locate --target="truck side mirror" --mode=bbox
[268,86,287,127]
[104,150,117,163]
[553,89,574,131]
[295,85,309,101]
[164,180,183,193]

- _Written task_:
How many lines in the rows above contain the string "mode"? Case counts. Give only the number.

- _Final answer_:
1